課題
「of the standing」を含む行から資料の最後までを、「番号」と「行」の2列のMarkdown表として示すこと。空行と画像は含めない。

課題の資料
####

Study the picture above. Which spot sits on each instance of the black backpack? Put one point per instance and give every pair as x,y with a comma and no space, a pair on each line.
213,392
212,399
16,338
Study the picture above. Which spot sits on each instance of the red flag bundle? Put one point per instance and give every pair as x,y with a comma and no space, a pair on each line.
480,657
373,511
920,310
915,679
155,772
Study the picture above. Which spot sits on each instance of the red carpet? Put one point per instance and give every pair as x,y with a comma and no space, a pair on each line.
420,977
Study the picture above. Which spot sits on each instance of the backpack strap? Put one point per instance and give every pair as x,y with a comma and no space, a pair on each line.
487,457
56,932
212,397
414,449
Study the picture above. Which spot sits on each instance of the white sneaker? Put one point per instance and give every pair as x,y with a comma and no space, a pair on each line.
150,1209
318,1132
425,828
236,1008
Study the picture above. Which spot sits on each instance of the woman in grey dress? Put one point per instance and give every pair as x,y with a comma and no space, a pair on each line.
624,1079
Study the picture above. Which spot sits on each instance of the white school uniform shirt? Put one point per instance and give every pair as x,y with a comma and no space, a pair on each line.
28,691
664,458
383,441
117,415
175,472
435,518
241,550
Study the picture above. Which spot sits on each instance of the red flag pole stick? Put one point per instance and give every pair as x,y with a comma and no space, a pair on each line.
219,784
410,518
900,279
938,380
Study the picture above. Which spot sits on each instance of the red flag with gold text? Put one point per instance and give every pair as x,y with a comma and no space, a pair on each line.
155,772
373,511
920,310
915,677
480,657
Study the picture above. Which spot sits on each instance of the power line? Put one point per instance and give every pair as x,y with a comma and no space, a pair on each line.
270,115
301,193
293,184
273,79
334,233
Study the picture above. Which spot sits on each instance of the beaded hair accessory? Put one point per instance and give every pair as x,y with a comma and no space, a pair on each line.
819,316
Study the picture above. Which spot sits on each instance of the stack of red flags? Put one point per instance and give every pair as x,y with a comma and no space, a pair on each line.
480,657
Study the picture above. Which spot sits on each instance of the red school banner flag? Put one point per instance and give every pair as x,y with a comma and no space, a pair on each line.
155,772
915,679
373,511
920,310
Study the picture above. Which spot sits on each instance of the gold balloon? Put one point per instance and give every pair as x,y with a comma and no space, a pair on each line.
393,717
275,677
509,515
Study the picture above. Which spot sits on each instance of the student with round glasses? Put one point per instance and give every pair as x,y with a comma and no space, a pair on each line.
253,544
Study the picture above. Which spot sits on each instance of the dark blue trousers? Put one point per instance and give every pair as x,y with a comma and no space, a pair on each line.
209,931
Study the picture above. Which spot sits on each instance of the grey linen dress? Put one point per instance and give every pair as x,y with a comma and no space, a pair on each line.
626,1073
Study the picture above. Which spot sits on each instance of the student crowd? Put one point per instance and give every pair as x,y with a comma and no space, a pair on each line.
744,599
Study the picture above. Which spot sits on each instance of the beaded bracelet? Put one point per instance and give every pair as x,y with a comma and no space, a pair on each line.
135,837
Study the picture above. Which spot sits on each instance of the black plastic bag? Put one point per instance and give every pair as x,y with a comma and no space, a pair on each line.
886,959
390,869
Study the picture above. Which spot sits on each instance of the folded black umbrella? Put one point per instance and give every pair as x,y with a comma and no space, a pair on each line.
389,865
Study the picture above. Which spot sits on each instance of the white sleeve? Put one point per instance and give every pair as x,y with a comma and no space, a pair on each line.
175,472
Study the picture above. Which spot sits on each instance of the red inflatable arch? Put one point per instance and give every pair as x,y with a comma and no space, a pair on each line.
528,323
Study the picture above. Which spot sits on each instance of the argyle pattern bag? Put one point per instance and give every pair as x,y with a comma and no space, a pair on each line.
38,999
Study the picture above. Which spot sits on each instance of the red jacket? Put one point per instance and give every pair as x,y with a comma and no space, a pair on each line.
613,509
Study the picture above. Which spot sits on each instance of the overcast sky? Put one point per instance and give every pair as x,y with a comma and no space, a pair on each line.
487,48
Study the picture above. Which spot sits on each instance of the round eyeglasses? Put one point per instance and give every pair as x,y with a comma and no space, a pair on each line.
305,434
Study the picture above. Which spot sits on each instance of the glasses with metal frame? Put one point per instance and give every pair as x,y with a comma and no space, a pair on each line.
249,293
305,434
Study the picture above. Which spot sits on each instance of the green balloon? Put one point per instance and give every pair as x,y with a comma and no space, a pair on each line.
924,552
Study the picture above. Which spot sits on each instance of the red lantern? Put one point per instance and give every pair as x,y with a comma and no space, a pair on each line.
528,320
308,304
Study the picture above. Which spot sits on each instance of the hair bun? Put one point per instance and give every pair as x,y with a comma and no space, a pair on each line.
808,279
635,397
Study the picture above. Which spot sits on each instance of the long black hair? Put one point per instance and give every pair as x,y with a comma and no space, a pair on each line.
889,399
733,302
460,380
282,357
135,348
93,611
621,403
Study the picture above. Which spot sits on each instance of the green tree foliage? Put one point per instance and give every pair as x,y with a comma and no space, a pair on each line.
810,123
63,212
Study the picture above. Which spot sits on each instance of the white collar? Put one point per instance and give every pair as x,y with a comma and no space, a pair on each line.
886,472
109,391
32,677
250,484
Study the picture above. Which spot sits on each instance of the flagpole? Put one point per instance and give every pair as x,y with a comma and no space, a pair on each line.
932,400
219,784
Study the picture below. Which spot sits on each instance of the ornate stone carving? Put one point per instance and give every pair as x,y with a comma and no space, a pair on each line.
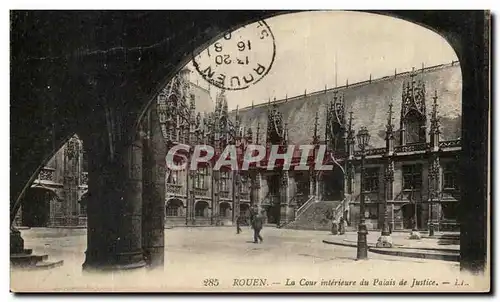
46,174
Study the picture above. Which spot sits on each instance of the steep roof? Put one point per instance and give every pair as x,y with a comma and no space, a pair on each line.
204,102
369,102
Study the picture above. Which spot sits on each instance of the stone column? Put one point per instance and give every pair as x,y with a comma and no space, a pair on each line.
70,181
114,205
153,219
284,198
236,194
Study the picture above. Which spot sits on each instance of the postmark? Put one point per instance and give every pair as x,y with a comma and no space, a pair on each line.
239,59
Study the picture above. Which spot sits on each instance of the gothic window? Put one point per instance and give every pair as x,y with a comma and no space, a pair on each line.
413,125
244,184
83,209
371,211
412,177
450,176
173,208
224,181
370,180
200,178
201,209
85,165
449,210
173,175
224,209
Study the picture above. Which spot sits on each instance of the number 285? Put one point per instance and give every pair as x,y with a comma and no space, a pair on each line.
211,282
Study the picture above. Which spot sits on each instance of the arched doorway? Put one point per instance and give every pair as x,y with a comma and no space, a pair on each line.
173,208
201,209
332,184
36,207
245,212
225,210
408,212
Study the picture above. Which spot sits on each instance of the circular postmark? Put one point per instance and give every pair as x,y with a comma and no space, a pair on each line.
239,59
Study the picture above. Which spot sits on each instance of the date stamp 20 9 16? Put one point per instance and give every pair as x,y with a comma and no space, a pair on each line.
239,59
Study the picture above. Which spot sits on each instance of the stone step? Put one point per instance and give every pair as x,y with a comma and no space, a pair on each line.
23,260
45,265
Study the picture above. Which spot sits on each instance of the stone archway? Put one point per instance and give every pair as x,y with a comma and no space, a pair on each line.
201,209
408,215
174,208
245,212
36,207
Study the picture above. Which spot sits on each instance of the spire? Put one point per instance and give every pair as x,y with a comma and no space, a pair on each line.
258,133
435,131
249,135
434,116
390,126
315,136
285,133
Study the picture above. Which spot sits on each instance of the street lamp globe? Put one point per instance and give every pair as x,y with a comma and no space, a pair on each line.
363,138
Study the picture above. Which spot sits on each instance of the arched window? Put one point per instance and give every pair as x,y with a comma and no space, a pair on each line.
449,210
413,126
173,208
224,181
224,209
201,209
200,177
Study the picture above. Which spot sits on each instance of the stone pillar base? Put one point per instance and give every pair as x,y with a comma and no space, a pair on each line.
124,261
384,241
16,241
415,235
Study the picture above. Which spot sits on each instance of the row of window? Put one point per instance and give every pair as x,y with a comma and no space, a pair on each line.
173,209
412,177
200,180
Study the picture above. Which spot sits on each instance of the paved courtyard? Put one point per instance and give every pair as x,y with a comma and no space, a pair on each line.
194,256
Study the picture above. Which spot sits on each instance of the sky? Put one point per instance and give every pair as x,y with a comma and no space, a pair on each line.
318,49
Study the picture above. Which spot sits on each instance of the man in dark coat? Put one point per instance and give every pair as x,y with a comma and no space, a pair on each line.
257,223
238,222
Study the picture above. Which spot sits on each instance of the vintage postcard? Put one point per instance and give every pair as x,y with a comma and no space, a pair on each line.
250,151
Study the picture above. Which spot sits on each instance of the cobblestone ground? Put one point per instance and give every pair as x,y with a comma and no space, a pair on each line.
194,256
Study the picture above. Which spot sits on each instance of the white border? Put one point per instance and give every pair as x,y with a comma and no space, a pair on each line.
188,4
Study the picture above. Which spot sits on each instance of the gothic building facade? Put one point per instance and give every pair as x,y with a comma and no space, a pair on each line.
57,195
411,162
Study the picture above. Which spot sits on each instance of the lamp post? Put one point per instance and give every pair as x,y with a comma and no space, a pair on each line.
415,234
362,252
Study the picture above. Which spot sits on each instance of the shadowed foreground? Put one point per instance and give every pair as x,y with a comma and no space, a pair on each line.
194,255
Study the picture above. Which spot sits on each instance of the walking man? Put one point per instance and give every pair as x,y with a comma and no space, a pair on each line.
257,223
238,228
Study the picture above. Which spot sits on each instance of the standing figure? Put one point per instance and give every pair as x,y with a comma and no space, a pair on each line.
257,223
341,226
238,221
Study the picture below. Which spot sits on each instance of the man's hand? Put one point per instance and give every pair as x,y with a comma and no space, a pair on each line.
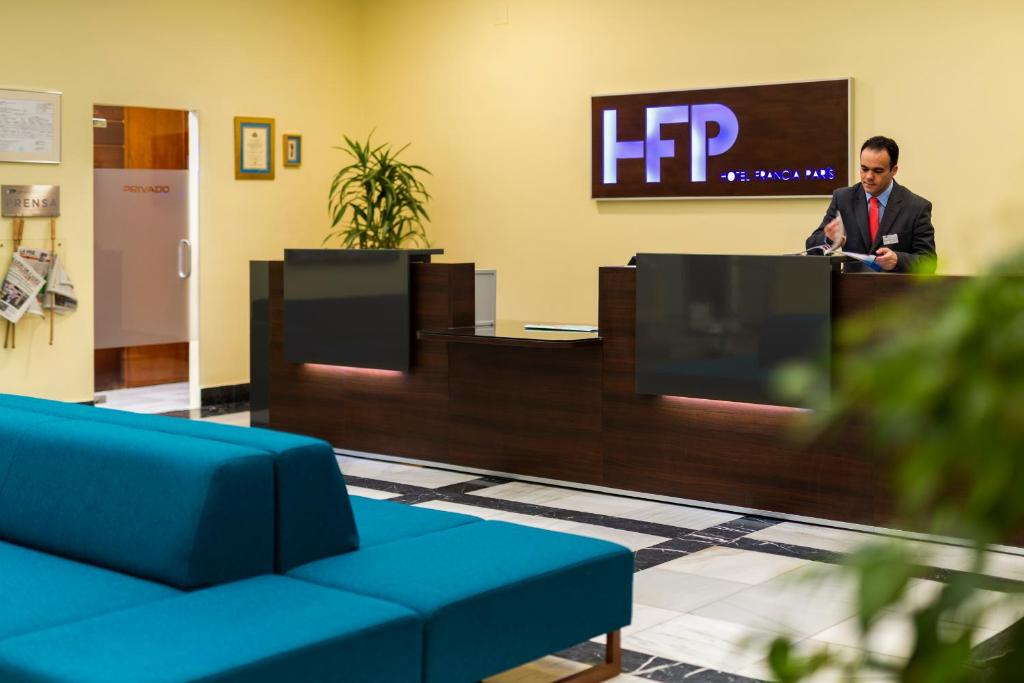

####

解答
| 番号 | 行 |
|---|---|
| 1 | Study the picture above. Which spot sits on each instance of the standing figure? Put one point per instance and give every pair as x,y with a comma and no space, a pair on each line. |
| 2 | 257,223 |
| 3 | 341,226 |
| 4 | 238,221 |
| 5 | Study the picture below. Which spot sits on each instance of the man's hand? Put one point per instance and give every pair as x,y with a comma and no space, a pair on each line. |